> [SELECTED PASSAGE]:
=====
That’s what I did back then. I fished hard and kept what I caught. I thought nothing more of it because that’s what I was taught.
One season we heard rumor that Laurel Run received fewer hatchery trout. Apparently, the big white trucks came unannounced and were stocked only at the lower bridge. We never got the chance to float stock it, and the stream was different that year. I kept fishing the wooded section, hoping for the success of years past. But the fish were few and far between. I caught some holdover trout, apparently stocked the years before, and I caught the occasional hatchery rainbow. But I left many evenings without my creel limit of eight trout.
The following year saw the same routine from the big white trucks. The grumbling of locals persisted (my own voice included). But Laurel Run started to change.
That May, I caught a wild brook trout in Laurel Run. Being only five inches, I didn’t kill it, and it was the first wild trout I ever caught and released. I didn’t think much about that fish, honestly, but as the brookies were joined by small wild browns the following year, I started to consider what was happening to my trout stream.
Apparently, the AMD in the headwaters of Laurel Run was redirected into a settlement pond before seeping into the stream. And in just a couple seasons, the plants in that boggy basin made all the difference. Once the stream was designated as Class A Wild Trout by the fish commission, stocking was ended on the upper sections. Eventually, most anglers who wanted an easy fishing fix moved on to other streams, and within a decade the commission stopped stocking at the lower bridge too.
I still fish Laurel Run sometimes. It now holds an excellent population of brook trout with a decent mix of wild browns. The browns are cropped around ten inches, and I assume that’s because Laurel Run still sees fishing pressure, especially early in the season. Slot limits would probably help to establish an even better population of wild trout, but as it is Laurel Run is a pleasure to fish.
=====
> [GIVEN INFORMATION]:

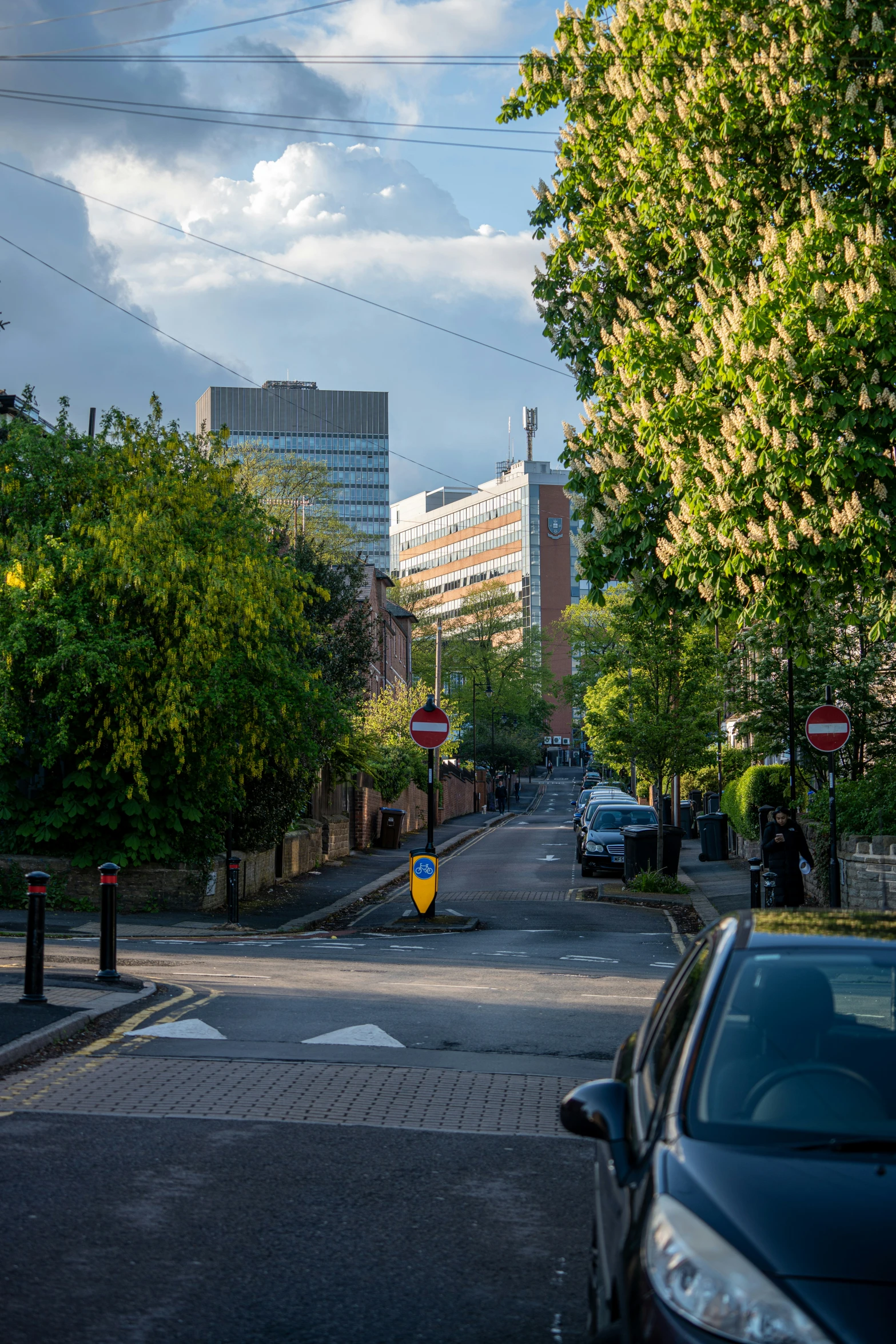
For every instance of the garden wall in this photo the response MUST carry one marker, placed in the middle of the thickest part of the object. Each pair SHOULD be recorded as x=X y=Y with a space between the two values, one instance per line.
=====
> [TASK REQUIREMENTS]:
1: Name every species of trout mentioned in the Laurel Run passage.
2: Please turn the paragraph of the Laurel Run passage beginning "Apparently, the AMD in the headwaters" into a short bulleted list that keeps its main facts.
3: Return the Laurel Run passage word for word between "The following year saw" and "started to change.", inclusive.
The lines have no connection to the Laurel Run passage.

> [ANSWER SET]:
1:
- Rainbow trout
- Brook trout
- Brown trout

2:
- The AMD in Laurel Run's headwaters was redirected into a settlement pond before seeping into the stream.
- Within a couple of seasons, the plants in that boggy basin made all the difference.
- After the fish commission designated the stream Class A Wild Trout, stocking ended on the upper sections.
- Most anglers wanting an easy fishing fix eventually moved on to other streams.
- Within a decade, the commission also stopped stocking at the lower bridge.

3:
The following year saw the same routine from the big white trucks. The grumbling of locals persisted (my own voice included). But Laurel Run started to change.